+++ DOCUMENT TEXT
This street-level data collection and community involvement has been the strategy of cityLAB at UCLA, a design research center focused on urban spatial justice. CityLAB’s associate director Rayne Laborde explained during the symposium, “We have a tendency to not believe things until we can see them. That’s where we see this exceptional power of design.” Even at times when design is a “little bit goofy” or completely unexpected, it’s a way to reorient perspectives and really show “the possibilities that are hidden in plain sight,” she said.

 

Laborde cited a cityLAB project that encouraged California school districts to build houses for teachers and support staff on underused school property to combat teacher shortages and provide affordable housing. Laborde also addressed how the concept of crime prevention through environmental design is really crime prevention through exclusionary design. For example, making park benches uncomfortable to discourage unhoused citizens — who might potentially commit crimes — to loiter in parks at the same time discourages all citizens from using benches.

 

“Design research has the capacity to get everything and everyone on the same page and to explore less easily seen connections and to tease out hidden narratives and to piece it all back together anew,” Laborde said. Design equity must involve what Laborde calls “commoning,” or reinstating the ability of all citizens to change their city through radical reclamation of space, sharing of resources, and building social connections with the housed, unhoused, and business owners in the community.

 

In the end, design equity must come from the community. Designers must allow that to happen and embrace a new process to make it possible. “We need to address how we design and build if we wish to create environments that serve all members of a community, rather than simply those whose financial means put them at an advantage,” Penn State’s Staub says. “Designers are powerful thinkers, and we need to tap into that potential to help promote social equity.”
++++++
+++ DATA LISTING
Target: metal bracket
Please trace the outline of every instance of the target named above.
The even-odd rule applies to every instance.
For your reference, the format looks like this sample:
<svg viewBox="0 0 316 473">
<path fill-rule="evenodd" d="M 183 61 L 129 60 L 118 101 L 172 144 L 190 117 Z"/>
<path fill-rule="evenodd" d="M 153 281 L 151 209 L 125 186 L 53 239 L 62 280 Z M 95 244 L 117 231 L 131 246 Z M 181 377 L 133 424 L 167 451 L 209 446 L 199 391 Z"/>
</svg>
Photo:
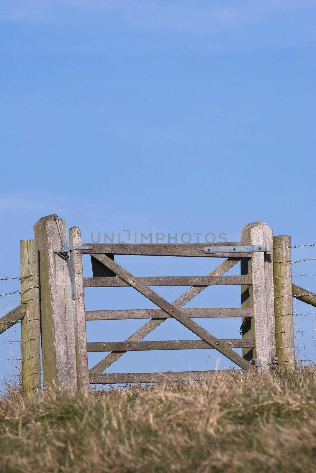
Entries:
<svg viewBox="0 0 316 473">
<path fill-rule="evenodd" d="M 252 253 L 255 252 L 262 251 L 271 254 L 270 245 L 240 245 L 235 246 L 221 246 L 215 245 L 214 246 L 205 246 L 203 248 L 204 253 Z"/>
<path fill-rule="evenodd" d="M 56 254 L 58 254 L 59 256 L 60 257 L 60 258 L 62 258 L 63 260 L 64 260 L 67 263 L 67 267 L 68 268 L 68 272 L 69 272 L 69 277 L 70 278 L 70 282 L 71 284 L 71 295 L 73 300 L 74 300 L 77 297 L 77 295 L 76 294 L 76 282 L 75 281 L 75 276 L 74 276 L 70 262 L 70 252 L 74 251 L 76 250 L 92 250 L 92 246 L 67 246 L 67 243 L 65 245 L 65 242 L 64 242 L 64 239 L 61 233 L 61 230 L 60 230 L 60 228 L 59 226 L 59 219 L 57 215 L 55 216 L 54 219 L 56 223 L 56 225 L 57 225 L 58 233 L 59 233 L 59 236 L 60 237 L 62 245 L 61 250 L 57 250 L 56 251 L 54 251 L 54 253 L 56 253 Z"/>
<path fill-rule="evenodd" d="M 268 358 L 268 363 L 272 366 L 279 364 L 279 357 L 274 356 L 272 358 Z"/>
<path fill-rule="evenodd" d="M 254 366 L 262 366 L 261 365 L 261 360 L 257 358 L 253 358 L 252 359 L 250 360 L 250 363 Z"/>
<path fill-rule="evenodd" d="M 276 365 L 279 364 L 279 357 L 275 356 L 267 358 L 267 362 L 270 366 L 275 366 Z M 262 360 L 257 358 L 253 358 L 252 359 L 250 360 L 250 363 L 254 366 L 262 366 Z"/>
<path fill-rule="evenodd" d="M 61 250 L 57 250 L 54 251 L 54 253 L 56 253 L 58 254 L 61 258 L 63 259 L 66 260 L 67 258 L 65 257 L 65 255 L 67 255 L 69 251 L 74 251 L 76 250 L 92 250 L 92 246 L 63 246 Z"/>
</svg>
++++++
+++ DATA LISTING
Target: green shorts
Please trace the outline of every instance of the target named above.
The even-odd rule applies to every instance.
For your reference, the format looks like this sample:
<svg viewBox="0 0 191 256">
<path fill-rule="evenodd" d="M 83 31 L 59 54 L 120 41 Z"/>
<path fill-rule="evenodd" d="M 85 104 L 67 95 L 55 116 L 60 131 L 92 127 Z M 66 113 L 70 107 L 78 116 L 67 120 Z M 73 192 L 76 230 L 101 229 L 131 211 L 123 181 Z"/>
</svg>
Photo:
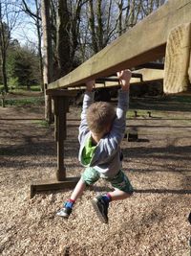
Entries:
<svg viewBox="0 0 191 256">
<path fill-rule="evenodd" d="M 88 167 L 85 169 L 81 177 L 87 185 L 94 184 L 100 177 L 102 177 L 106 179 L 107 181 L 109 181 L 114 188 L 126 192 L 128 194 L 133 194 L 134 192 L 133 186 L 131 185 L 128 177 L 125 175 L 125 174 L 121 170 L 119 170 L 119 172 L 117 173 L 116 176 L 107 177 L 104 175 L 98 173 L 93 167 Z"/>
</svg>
++++++
+++ DATA LISTING
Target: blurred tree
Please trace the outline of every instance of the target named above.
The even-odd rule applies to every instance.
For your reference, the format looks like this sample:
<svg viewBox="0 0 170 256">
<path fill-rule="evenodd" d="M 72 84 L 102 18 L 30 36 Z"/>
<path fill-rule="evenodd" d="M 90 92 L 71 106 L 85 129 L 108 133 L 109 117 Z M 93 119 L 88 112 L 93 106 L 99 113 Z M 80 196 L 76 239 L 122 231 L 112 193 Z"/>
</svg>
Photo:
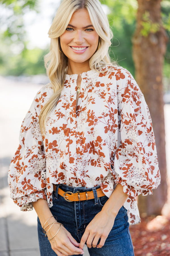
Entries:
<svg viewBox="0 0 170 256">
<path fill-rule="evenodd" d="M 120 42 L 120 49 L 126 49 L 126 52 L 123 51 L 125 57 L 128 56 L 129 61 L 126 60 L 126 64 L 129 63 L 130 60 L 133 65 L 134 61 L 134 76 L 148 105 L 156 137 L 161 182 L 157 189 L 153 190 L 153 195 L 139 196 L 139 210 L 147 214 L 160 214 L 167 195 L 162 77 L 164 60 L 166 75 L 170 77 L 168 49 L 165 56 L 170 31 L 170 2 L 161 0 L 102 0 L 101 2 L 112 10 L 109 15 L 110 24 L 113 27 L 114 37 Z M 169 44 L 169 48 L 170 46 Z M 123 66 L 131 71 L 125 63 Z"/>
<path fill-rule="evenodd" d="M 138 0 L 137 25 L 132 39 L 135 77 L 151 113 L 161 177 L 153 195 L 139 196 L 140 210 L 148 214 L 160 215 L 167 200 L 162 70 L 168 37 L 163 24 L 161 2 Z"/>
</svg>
++++++
§ SET EXERCISE 1
List the practices that make up what Laborde calls “commoning” in the design equity text.
§ SET EXERCISE 2
In the records, rewrite the lines starting with the one containing "Target: metal bracket" and going through the one containing "L 262 366 L", with "outline" changed to "boundary". Give only those lines, without the picture.

§ FINAL RESULT 1
- radical reclamation of space
- sharing of resources
- building social connections with the housed, unhoused, and business owners in the community

§ FINAL RESULT 2
Target: metal bracket
Please trace the boundary of every instance of the target named above.
The even-odd rule applies to every instance.
For your reference, the format looks like this sample:
<svg viewBox="0 0 316 473">
<path fill-rule="evenodd" d="M 183 61 L 129 60 L 118 101 L 172 144 L 190 117 Z"/>
<path fill-rule="evenodd" d="M 153 281 L 151 209 L 125 186 L 53 239 L 62 280 Z M 95 244 L 117 231 L 131 246 Z M 181 377 L 133 424 L 167 451 L 209 446 L 199 391 Z"/>
</svg>
Photo:
Entries:
<svg viewBox="0 0 316 473">
<path fill-rule="evenodd" d="M 252 253 L 255 252 L 262 251 L 271 254 L 270 245 L 240 245 L 235 246 L 221 246 L 215 245 L 214 246 L 205 246 L 203 248 L 204 253 Z"/>
<path fill-rule="evenodd" d="M 56 254 L 58 254 L 59 256 L 60 257 L 60 258 L 62 258 L 63 260 L 64 260 L 67 263 L 67 267 L 68 268 L 68 272 L 69 272 L 69 277 L 70 278 L 70 282 L 71 284 L 71 295 L 73 300 L 74 300 L 77 297 L 77 295 L 76 294 L 76 282 L 75 281 L 75 276 L 74 276 L 70 262 L 70 252 L 74 251 L 76 250 L 92 250 L 92 246 L 67 246 L 67 243 L 65 245 L 65 242 L 64 242 L 64 239 L 61 233 L 61 230 L 60 230 L 60 228 L 59 226 L 59 219 L 57 215 L 55 216 L 54 219 L 56 223 L 56 225 L 57 225 L 58 233 L 59 233 L 59 236 L 60 237 L 62 245 L 61 250 L 57 250 L 56 251 L 54 251 L 54 253 L 56 253 Z"/>
<path fill-rule="evenodd" d="M 268 358 L 268 363 L 272 366 L 279 364 L 279 357 L 274 356 L 272 358 Z"/>
<path fill-rule="evenodd" d="M 254 366 L 262 366 L 261 365 L 261 360 L 257 358 L 253 358 L 252 359 L 250 360 L 250 363 Z"/>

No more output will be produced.